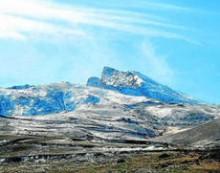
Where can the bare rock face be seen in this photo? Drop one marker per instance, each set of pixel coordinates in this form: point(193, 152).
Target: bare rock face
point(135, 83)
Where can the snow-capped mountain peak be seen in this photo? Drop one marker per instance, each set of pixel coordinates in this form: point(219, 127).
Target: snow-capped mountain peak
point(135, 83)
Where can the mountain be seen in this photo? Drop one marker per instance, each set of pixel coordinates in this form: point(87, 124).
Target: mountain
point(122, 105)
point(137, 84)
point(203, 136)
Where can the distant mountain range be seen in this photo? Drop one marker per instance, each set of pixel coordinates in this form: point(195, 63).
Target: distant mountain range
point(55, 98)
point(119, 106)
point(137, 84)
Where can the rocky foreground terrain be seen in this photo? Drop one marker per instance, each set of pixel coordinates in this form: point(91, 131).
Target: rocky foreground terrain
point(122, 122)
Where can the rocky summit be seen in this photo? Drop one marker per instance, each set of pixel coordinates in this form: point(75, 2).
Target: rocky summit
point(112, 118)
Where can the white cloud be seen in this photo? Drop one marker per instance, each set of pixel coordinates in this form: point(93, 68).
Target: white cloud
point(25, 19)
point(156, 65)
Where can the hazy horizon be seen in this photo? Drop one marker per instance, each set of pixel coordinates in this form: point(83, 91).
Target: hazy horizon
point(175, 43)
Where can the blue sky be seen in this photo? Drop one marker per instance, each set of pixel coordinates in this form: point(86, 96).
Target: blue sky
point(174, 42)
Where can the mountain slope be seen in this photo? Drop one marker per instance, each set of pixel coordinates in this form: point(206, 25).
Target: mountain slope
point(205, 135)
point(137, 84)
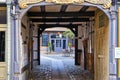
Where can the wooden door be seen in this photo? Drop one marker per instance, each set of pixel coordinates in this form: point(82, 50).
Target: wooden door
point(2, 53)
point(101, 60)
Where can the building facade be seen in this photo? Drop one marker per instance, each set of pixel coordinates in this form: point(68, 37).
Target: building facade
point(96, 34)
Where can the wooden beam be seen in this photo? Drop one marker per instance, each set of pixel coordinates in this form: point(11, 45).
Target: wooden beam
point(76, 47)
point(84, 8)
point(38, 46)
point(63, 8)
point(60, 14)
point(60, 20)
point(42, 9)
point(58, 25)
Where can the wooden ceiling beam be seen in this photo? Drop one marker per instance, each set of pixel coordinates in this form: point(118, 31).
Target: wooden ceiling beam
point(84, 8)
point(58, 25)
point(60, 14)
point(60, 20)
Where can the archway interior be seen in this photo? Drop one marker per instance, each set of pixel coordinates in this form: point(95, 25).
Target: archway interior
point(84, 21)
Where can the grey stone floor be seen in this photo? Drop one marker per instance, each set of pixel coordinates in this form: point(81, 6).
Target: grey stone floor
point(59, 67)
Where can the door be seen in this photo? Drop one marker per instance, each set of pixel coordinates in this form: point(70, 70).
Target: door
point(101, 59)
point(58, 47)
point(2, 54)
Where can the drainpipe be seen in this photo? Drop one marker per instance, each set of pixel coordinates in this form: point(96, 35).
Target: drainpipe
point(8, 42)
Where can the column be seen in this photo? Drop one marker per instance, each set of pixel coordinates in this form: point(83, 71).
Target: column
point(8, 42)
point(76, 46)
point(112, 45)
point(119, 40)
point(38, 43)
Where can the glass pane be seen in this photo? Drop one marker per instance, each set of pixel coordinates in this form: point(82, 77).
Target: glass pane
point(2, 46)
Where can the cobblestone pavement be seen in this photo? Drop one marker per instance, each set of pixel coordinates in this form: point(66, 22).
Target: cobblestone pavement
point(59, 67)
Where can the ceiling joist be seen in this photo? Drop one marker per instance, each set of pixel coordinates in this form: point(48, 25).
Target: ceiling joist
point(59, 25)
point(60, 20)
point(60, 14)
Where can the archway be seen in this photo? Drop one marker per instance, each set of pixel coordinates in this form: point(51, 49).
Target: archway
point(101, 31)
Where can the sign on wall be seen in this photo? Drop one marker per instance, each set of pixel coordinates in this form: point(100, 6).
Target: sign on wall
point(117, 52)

════════

Repeat the records in full, exactly as they appear, but with the pictures removed.

_Task response_
Where can the bare rock face be seen in this photo? Drop one marker per instance, each set of pixel coordinates in this form: point(193, 152).
Target: bare rock face
point(135, 83)
Where can the snow-capped mountain peak be seen in this photo? Drop one marker per instance, each set of pixel coordinates in this form: point(219, 127).
Target: snow-capped mountain peak
point(135, 83)
Where can the mountain be seen in this photo? Drop one marker per instance, each set of pixel coordinates in this form: point(87, 124).
Target: mountain
point(122, 105)
point(137, 84)
point(203, 136)
Where can the distant mountain range be seen in this photo? Drop one marker per instance, each set of pixel coordinates in this form: point(195, 63).
Target: distant mountain range
point(55, 98)
point(119, 106)
point(137, 84)
Where can the rocky foreground terrain be seen in this photo? Drop one marker per instance, each set of pixel coordinates in this form: point(91, 131).
Target: rocky foreground terrain
point(122, 122)
Where can the rocky summit be seen in this photo? Drop one marker per instance, each set of pixel coordinates in this form: point(75, 2).
Target: rocky summit
point(112, 118)
Where can the white cloud be seen in this photo? Drop one marker per instance, each set of pixel coordinates in this form: point(93, 68).
Target: white cloud
point(25, 19)
point(156, 65)
Where can the hazy horizon be seen in this photo? Drop one marker per instance, each set of pixel coordinates in this form: point(83, 91).
Target: hazy horizon
point(175, 43)
Where can the blue sky be seen in this photo? Drop one marker per instance, each set of pixel coordinates in this form: point(86, 96).
Target: blue sky
point(174, 42)
Where can the mountain slope be seen in this photo? Drop one marker per instance, each set of pixel coordinates in this form: point(206, 25).
Target: mountain slope
point(205, 135)
point(137, 84)
Where can the wooden door be seen in this photo? Drop one marker per instance, each set of pixel coordinates in this form: point(82, 50).
Target: wooden door
point(2, 53)
point(101, 60)
Where can the building facade be seen in this photo? Drop one marker per instance, each set of pixel coordinates in this form: point(68, 37).
Target: building facade
point(96, 34)
Where can the wooden beam be seen in this photo? Drop one marker per instance, each set of pixel coordinates in this form: point(11, 45).
Target: wooden beam
point(76, 47)
point(84, 8)
point(38, 46)
point(63, 8)
point(60, 14)
point(60, 20)
point(42, 9)
point(58, 25)
Where can the wooden ceiling beam be seen in this photo? Drop one marker per instance, each set of pixel coordinates in this form: point(118, 31).
Target: wooden ceiling beam
point(84, 8)
point(58, 25)
point(60, 14)
point(60, 20)
Where can the archway interior be seen in this photo? Drop one marker per instance, each set of pixel coordinates in this form: point(95, 25).
Target: archway interior
point(84, 21)
Where can the grey stone floor be seen in this photo? Drop one marker per instance, each set of pixel coordinates in this form: point(81, 6).
Target: grey stone floor
point(59, 67)
Where can the door be seen in this photo? Drop one marker per instance, each set of pixel coordinates in this form: point(70, 70).
Target: door
point(101, 59)
point(58, 47)
point(2, 54)
Where can the drainpipe be seen in this photo? Drop one marker per instance, each set of pixel coordinates in this form: point(96, 35).
Target: drainpipe
point(8, 42)
Where can the column be seen in this photo? Drop one marker per instance, each set of pixel coordinates in this form: point(83, 71).
Target: column
point(8, 42)
point(76, 46)
point(112, 45)
point(119, 40)
point(38, 43)
Where can the glass pane be seen in this photo? Drop one marker per instance, each set of pixel coordinates in this form: point(82, 77).
Target: glass pane
point(2, 46)
Where can the cobblestone pavement be seen in this photo? Drop one marker per instance, each set of pixel coordinates in this form: point(66, 22).
Target: cobblestone pavement
point(59, 67)
Where can the ceiling joist be seen in this photo? Drop one marker per instance, each set of pixel coordinates in this form: point(48, 25).
Target: ceiling joist
point(59, 25)
point(60, 20)
point(60, 14)
Where can the archway be seen in this photo? Drop one marker per instance, each set of pixel coordinates in this form: point(51, 49).
Target: archway
point(101, 31)
Where can the sign on wall be seen in this photo? Drop one marker per instance, each set of pixel coordinates in this form: point(100, 6).
Target: sign on wall
point(117, 52)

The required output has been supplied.